## Exercise brief
Copy the listing verbatim, excluding any images found in it.

————

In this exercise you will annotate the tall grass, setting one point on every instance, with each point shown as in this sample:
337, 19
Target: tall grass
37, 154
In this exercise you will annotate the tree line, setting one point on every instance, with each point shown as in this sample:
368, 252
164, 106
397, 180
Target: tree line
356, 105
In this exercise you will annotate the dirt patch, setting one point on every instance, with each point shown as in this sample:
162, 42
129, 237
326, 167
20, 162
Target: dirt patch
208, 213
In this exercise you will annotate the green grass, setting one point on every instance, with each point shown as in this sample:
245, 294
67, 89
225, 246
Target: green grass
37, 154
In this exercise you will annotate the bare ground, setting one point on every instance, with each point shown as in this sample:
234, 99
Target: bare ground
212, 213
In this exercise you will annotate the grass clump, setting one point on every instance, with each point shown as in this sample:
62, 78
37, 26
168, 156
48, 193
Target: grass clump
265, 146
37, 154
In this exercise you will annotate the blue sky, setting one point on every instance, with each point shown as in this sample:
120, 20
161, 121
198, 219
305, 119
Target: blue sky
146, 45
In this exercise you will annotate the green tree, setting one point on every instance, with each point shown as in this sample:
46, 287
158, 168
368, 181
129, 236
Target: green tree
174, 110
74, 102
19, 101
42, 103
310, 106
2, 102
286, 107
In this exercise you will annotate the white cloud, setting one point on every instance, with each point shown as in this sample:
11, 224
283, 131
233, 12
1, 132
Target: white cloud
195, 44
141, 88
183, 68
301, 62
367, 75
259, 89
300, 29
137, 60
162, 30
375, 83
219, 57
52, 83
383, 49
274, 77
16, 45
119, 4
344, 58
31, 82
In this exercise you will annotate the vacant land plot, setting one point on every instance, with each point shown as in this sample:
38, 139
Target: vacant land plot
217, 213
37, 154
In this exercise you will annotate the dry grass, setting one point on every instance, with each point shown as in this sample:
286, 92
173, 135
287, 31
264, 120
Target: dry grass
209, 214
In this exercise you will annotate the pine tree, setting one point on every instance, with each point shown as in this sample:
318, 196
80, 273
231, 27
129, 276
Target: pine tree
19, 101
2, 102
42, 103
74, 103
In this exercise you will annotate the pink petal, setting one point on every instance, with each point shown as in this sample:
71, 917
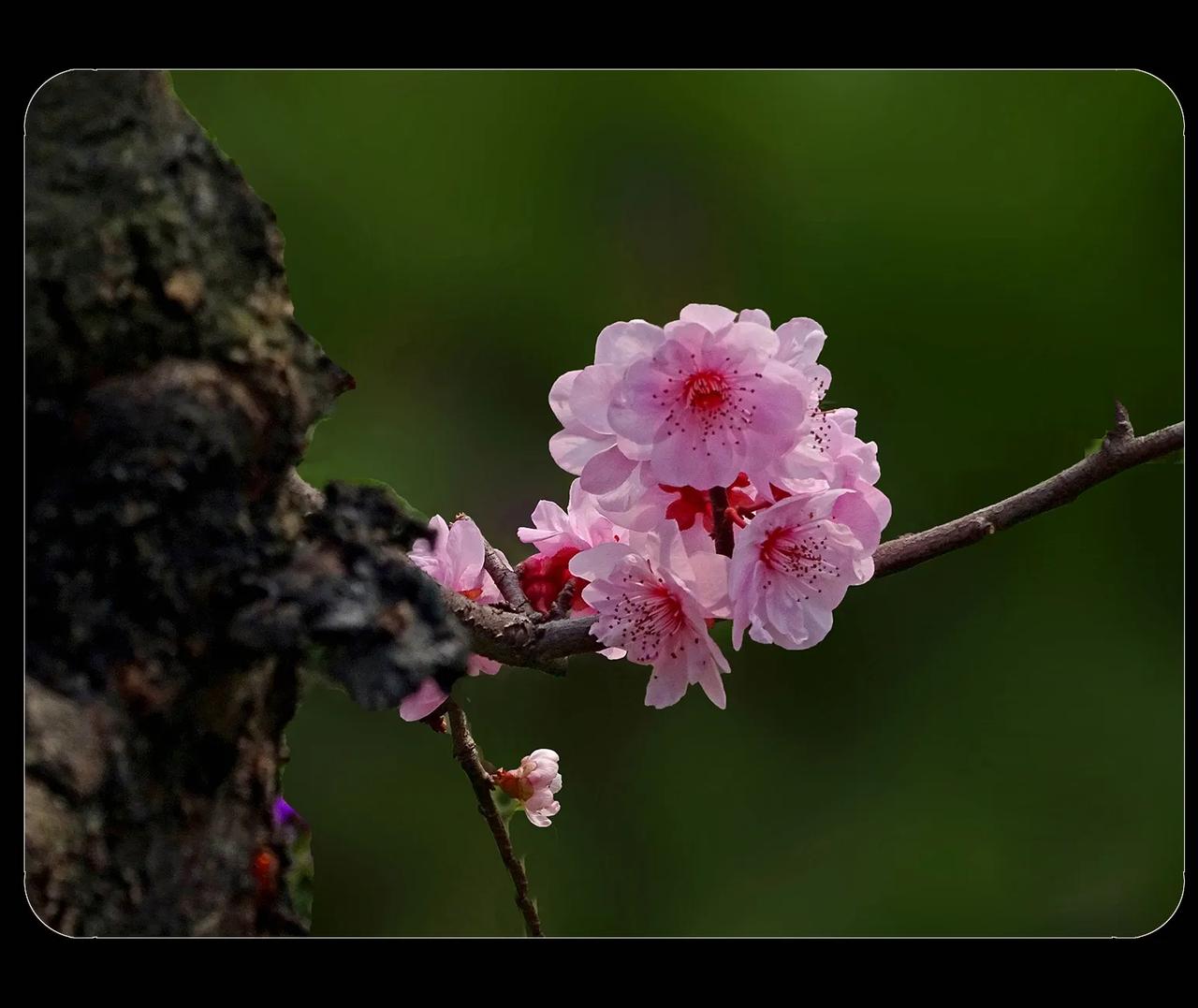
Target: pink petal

————

## Expected answer
In this exercise you will annotate the tall grass, setting one point on every instance, with each point shown as in this sample:
337, 19
Target: tall grass
37, 154
In this exercise you will annotate the tree line, setting one point on every instance, with each point shown as in this sample:
368, 252
164, 106
397, 180
Target: tree line
356, 105
In this exercise you will annotate the dirt patch, setting one point on every instance, with each point shown as in this sample:
162, 42
129, 237
326, 167
20, 162
Target: dirt patch
208, 213
In this exercise you will annotate the green grass, setting one point on every instance, with each point shown as in this sample:
245, 294
67, 89
225, 246
Target: green grass
37, 154
In this exercise you will annotate the bare ground, setting one point on every instance, with each point shown as in this sample:
234, 99
Target: bare ground
212, 213
In this exercise you will annotate the grass clump, setting one point on every instance, with each point shown as in this sample:
62, 78
37, 26
168, 156
48, 193
Target: grass clump
265, 146
37, 154
In this exercise you will annotate the blue sky, setting one point on every instance, with each point shown as in this sample:
120, 20
161, 121
198, 219
305, 119
Target: blue sky
146, 45
In this exercise you will annotate the green tree, setting one point on every instance, with each point shown as in this sample:
46, 287
158, 168
368, 181
129, 236
Target: green tree
174, 110
74, 102
19, 101
42, 103
310, 106
2, 102
286, 107
In this exercise you will annotate the white cloud, setting one point on every instance, with each point shown as in this sample:
11, 224
283, 131
233, 12
1, 132
Target: white cloud
195, 44
141, 88
183, 68
301, 62
367, 75
259, 89
300, 29
137, 60
162, 30
375, 83
219, 57
52, 83
383, 49
274, 77
16, 45
119, 4
344, 58
31, 82
In this exercise you will annotate the vacant land plot, setting one point on every instance, with each point shown as in this sample:
38, 139
Target: vacant land plot
217, 213
37, 154
In this exercise you will annotate the dry grass, setting one point on every instance, with each point shown as in this sample:
286, 92
173, 135
287, 31
264, 120
Target: dry grass
209, 214
In this exercise you will annotate the pine tree, setting one point on every instance, with each point shown as in this sample:
318, 196
80, 273
231, 27
129, 276
Target: pine tree
19, 101
2, 102
42, 103
74, 103
In this exercise you will annotate the pink petal, setting one point on every instance, with each point shown as in this sample:
71, 917
Target: pink petal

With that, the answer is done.